### What is being asked:
Using the entries below, show all lines with the string "instance".

### Records to process:
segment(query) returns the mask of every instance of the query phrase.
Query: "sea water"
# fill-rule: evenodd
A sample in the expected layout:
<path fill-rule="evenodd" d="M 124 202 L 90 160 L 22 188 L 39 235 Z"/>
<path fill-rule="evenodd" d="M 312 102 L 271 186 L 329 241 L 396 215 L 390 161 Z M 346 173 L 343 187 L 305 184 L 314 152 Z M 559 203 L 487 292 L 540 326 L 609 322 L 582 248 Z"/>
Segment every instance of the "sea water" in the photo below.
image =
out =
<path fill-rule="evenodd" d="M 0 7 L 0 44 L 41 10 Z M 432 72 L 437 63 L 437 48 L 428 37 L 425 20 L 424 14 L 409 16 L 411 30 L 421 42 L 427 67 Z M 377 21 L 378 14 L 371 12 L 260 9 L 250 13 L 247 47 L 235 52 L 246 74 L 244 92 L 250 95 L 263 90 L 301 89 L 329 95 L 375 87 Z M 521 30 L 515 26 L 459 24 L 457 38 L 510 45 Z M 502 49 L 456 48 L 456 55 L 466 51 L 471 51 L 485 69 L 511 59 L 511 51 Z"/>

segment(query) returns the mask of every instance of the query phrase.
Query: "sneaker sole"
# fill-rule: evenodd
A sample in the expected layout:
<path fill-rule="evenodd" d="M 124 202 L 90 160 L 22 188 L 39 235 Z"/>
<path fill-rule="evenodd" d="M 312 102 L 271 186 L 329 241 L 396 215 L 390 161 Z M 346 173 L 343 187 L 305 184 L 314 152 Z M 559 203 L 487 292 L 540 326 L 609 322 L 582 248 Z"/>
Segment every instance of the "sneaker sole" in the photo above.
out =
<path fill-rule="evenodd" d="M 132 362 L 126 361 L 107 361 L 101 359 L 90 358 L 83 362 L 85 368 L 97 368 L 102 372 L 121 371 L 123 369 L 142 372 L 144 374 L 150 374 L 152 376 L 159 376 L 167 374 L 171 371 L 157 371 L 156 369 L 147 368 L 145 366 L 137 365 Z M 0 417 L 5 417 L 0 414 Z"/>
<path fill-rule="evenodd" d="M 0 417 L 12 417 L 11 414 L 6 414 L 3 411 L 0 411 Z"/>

### Answer to this exercise:
segment(query) returns the mask of every instance of the query phrase.
Segment every instance of the "sea water" in the photo below.
segment(query) returns the mask of every instance of the query phrase.
Segment every instance of the "sneaker sole" in the photo above.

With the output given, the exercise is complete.